Excerpt to read:
Initially reported to Data Platform by @gboutry

github-actions[bot] commented 3 weeks ago

https://warthogs.atlassian.net/browse/DPE-4613

carlcsaposs-canonical commented 3 weeks ago

Not sure if the issue is in mysql-router-k8s charm, mysql-k8s charm, or elsewhere

The issue seems to have happened after mysql was offline based on these logs

unit-nova-mysql-router-0: 22:27:31 ERROR unit.nova-mysql-router/0.juju-log upgrade-version-a:44: Failed to run MySQL Shell script:
import json
import mysqlsh
import traceback

try:
    shell.connect("relation-75:***@nova-mysql-primary.openstack.svc.cluster.local:3306")
    import json

    cluster_set = dba.get_cluster_set()
    routers = cluster_set.list_routers()
    # mysqlsh objects are weird—they quack (i.e. duck typing) like standard Python objects (e.g. list,
    # dict), but do not serialize to JSON correctly.
    # Cast to str & load from JSON str before serializing
    routers = json.loads(str(routers))
    with open("/tmp/mysqlsh_output.json", "w") as file:
        json.dump(routers, file)
except mysqlsh.DBError as exception:
    error = {
        "message": str(exception),
        "code": exception.code,
        "traceback_message": "".join(traceback.format_exception(exception)),
    }
else:
    error = None
with open("/tmp/mysqlsh_error.json", "w") as file:
    json.dump(error, file)

MySQL client error 2013
MySQL Shell traceback:
Traceback (most recent call last):
  File "<string>", line 6, in <module>
mysqlsh.DBError: MySQL Error (2013): Shell.connect: Lost connection to MySQL server at 'waiting for initial communication packet', system error: 110

Traceback (most recent call last):
  File "/var/lib/juju/agents/unit-nova-mysql-router-0/charm/src/mysql_shell/__init__.py", line 108, in _run_code
    raise ShellDBError(**exception)

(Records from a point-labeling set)
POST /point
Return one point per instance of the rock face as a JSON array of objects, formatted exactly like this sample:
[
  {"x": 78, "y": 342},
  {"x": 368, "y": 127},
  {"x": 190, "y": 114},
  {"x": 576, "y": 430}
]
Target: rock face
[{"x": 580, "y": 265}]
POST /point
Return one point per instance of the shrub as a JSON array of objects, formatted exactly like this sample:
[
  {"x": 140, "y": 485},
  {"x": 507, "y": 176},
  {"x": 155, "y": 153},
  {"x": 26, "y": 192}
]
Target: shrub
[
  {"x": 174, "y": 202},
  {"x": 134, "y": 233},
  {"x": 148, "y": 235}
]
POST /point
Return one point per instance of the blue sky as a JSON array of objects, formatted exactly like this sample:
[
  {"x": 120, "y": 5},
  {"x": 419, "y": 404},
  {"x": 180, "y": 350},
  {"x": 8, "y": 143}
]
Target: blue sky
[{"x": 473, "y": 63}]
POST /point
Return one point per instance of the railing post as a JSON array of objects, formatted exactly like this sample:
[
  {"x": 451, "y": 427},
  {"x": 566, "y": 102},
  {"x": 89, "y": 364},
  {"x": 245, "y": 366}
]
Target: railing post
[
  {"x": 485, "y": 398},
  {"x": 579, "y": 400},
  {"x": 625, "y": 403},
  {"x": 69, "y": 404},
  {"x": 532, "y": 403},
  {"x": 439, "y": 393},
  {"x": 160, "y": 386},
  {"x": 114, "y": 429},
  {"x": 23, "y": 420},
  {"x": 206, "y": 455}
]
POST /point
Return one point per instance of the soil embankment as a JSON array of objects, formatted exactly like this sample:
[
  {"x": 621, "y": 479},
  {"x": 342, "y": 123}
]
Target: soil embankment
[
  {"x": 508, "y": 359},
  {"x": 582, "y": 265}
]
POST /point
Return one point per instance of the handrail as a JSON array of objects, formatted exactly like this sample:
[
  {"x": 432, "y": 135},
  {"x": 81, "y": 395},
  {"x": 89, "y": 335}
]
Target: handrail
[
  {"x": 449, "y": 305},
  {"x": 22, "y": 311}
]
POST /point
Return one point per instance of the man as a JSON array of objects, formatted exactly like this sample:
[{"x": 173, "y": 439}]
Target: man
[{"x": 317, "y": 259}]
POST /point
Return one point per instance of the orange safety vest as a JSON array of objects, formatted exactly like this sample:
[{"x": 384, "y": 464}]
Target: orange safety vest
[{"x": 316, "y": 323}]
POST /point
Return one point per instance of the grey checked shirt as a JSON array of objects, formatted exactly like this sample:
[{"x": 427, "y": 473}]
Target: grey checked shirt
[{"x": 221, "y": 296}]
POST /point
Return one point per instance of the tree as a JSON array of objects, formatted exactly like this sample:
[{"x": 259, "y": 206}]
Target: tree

---

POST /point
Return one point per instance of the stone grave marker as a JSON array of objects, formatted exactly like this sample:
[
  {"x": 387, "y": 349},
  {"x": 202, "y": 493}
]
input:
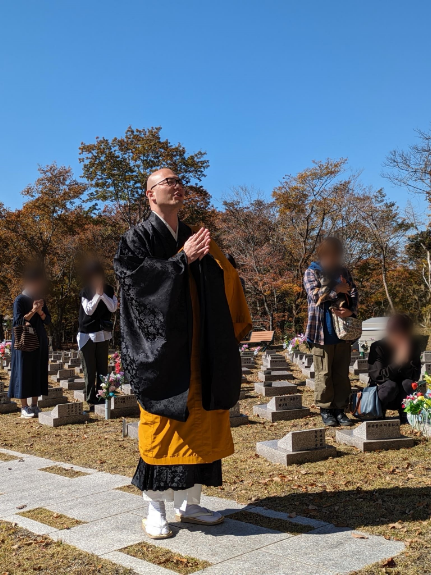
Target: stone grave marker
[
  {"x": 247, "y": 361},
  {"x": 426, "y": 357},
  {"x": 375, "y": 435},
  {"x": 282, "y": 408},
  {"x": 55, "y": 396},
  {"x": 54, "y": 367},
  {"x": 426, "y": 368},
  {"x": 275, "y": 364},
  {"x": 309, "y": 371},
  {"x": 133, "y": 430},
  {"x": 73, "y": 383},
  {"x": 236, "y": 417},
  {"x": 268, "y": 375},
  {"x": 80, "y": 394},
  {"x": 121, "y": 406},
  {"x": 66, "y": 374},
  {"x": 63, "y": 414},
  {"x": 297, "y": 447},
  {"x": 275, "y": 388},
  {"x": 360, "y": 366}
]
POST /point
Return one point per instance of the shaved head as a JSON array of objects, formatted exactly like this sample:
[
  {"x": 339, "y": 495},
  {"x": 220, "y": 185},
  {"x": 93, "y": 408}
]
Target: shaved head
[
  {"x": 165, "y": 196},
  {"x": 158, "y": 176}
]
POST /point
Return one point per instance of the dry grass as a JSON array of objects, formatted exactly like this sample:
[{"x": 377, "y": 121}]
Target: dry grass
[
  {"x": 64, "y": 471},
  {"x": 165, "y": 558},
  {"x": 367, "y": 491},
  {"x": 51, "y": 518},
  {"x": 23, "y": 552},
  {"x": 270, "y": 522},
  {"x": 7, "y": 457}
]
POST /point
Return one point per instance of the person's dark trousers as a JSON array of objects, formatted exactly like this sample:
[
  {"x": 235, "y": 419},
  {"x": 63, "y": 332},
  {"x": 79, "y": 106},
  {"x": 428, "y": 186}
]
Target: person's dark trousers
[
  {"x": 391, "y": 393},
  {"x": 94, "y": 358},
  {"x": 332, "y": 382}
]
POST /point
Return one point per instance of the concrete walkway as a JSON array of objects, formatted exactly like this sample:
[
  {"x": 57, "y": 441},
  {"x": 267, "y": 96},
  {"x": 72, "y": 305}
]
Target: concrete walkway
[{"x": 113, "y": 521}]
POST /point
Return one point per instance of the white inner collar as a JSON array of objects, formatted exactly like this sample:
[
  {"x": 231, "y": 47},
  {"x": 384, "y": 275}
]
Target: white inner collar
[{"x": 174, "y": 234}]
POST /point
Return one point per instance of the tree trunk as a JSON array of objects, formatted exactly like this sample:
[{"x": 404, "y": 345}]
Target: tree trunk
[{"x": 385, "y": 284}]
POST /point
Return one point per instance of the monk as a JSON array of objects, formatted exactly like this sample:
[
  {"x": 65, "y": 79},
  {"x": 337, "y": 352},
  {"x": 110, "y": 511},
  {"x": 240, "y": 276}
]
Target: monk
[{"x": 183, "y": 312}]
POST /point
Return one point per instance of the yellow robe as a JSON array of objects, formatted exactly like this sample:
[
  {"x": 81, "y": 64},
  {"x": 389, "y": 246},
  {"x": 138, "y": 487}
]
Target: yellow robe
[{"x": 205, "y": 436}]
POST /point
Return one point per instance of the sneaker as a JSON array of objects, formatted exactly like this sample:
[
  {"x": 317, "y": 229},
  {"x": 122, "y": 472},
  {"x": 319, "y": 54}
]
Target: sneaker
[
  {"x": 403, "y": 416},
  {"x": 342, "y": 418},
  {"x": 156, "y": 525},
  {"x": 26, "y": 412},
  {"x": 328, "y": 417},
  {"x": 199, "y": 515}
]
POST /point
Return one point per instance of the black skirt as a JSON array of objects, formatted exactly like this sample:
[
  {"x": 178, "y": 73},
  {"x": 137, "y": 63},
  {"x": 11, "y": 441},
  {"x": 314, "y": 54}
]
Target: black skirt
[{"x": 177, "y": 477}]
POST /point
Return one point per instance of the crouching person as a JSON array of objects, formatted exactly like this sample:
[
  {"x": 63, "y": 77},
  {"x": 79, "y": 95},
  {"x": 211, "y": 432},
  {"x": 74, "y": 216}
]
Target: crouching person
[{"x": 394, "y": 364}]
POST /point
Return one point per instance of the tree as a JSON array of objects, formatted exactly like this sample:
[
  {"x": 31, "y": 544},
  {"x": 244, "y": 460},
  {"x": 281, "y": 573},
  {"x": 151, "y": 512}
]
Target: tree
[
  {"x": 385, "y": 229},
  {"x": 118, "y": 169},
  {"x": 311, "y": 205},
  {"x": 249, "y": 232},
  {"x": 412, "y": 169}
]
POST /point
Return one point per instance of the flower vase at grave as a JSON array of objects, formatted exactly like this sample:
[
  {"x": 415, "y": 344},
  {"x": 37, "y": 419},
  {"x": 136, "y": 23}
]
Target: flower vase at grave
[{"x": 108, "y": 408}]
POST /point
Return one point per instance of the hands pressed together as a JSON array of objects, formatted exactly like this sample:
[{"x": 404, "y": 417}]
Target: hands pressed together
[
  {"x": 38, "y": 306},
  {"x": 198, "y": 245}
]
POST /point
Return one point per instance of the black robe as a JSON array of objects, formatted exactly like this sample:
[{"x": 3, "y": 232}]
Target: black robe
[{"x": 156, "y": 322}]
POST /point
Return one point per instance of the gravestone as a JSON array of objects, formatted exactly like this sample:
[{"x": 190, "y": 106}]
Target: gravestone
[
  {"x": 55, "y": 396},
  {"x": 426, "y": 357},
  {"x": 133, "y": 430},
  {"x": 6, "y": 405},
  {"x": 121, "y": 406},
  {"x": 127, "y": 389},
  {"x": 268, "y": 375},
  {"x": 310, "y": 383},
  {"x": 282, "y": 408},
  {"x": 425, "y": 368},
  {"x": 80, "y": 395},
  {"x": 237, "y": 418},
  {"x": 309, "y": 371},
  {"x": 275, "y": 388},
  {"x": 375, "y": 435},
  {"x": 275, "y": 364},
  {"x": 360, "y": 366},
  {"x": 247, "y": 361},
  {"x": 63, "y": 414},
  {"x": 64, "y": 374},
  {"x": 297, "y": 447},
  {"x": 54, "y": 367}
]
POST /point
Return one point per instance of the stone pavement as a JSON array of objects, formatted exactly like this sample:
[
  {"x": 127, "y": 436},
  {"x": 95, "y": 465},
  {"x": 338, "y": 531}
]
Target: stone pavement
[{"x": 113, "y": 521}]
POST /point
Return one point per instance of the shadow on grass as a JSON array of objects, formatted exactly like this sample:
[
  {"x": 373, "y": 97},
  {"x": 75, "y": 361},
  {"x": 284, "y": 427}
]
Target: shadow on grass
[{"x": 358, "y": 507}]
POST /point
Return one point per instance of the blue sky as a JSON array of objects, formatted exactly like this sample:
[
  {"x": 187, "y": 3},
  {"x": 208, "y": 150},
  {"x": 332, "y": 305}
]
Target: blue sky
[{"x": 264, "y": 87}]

* * *

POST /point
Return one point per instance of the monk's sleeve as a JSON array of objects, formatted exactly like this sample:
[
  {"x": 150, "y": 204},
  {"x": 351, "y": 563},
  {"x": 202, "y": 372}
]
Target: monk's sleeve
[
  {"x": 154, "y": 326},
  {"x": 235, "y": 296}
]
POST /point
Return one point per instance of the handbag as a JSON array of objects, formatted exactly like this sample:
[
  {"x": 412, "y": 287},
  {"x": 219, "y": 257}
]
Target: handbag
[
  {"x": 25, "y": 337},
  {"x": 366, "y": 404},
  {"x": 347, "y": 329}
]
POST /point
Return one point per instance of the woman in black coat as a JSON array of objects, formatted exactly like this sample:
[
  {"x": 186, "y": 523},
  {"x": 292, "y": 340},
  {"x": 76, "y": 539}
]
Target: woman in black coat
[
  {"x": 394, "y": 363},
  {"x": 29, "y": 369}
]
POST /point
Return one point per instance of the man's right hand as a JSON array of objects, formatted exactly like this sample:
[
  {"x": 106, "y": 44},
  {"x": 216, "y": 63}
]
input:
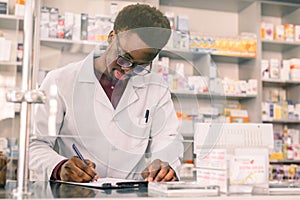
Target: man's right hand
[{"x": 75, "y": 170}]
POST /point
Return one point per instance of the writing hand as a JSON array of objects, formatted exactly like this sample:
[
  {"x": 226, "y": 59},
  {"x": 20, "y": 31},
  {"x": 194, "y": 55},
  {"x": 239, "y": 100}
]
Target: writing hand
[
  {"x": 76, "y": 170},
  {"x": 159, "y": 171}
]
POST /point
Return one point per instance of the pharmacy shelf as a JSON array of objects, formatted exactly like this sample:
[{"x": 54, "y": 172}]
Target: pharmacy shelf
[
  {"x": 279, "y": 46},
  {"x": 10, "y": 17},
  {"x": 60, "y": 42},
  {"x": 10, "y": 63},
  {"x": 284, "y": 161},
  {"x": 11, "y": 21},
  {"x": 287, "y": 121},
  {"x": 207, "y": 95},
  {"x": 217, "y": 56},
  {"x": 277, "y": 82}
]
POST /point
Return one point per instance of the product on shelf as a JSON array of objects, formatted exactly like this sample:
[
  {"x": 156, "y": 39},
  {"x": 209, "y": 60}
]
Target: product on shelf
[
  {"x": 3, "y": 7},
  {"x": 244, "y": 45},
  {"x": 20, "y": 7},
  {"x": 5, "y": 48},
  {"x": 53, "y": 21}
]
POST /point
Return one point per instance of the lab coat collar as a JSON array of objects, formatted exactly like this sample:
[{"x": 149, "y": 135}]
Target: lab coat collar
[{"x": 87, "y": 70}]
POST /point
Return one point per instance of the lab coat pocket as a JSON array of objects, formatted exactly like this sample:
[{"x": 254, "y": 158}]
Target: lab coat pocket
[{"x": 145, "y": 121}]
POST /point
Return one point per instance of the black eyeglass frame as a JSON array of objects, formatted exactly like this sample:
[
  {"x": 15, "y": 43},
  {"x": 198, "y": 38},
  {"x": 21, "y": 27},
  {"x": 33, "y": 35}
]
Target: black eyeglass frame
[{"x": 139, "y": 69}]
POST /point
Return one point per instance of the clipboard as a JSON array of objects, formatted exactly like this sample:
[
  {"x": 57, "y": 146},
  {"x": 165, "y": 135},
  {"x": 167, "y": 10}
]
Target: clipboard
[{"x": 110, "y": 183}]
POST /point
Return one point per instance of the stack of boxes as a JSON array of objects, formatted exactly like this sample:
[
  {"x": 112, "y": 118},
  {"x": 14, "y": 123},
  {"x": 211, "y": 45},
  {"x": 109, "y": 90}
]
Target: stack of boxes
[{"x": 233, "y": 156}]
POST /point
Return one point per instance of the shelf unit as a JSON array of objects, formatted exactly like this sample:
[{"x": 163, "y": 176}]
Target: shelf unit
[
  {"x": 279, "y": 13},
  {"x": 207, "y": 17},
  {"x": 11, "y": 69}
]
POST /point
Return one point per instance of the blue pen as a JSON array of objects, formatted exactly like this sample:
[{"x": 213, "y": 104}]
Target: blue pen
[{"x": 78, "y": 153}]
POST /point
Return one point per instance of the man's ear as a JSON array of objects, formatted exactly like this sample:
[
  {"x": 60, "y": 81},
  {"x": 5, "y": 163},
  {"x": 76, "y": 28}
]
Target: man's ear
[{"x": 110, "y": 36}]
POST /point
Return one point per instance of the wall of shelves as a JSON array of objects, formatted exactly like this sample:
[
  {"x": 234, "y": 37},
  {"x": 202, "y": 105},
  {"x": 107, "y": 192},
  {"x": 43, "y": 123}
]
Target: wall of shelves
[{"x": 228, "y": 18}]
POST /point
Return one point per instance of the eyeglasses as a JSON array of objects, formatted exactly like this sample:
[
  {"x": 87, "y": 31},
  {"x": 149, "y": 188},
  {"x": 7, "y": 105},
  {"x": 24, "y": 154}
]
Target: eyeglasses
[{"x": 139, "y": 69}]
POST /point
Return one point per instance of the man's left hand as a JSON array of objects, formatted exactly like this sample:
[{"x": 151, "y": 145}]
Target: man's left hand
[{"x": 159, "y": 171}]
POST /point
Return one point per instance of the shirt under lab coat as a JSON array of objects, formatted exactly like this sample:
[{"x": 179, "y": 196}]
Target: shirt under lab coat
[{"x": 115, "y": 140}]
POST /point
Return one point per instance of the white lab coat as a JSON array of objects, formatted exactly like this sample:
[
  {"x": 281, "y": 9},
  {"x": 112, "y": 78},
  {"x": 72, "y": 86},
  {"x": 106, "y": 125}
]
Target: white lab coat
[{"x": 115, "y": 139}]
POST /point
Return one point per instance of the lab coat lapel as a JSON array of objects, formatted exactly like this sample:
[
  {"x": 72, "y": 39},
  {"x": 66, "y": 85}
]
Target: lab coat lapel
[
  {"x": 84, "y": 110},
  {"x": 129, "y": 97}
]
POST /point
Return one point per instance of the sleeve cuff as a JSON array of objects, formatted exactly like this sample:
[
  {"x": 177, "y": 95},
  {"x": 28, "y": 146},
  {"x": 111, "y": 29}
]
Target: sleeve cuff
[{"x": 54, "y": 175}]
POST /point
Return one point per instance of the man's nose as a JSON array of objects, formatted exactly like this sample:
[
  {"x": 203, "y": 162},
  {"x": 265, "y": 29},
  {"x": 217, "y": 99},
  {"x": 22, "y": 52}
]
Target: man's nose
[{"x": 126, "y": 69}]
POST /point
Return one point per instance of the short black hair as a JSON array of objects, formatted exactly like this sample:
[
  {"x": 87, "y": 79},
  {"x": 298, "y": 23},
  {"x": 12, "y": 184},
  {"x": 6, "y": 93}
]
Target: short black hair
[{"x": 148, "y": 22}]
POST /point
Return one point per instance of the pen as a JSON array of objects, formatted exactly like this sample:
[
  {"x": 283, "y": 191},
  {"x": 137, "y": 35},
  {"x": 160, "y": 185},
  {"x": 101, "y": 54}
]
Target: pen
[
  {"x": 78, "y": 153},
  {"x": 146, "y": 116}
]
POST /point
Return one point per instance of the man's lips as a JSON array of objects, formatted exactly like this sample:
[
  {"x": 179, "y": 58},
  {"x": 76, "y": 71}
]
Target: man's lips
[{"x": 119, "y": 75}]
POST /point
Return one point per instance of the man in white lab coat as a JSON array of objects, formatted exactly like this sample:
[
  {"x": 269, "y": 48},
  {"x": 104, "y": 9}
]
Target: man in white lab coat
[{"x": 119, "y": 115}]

Exercise requirements:
1. Answer these questions from the issue thread, one per line:
(a) To whom was the issue initially reported, and by whom?
(b) What MySQL client error number appears in the log?
(c) To which file does the script write the list of routers?
2. Transcribe the part of the issue thread starting at "The issue seems" and ending at "cluster_set = dba.get_cluster_set()".
The records come from a separate source.

Responses by task:
1.
(a) To Data Platform, by @gboutry
(b) 2013
(c) /tmp/mysqlsh_output.json

2.
The issue seems to have happened after mysql was offline based on these logs

unit-nova-mysql-router-0: 22:27:31 ERROR unit.nova-mysql-router/0.juju-log upgrade-version-a:44: Failed to run MySQL Shell script:
import json
import mysqlsh
import traceback

try:
    shell.connect("relation-75:***@nova-mysql-primary.openstack.svc.cluster.local:3306")
    import json

    cluster_set = dba.get_cluster_set()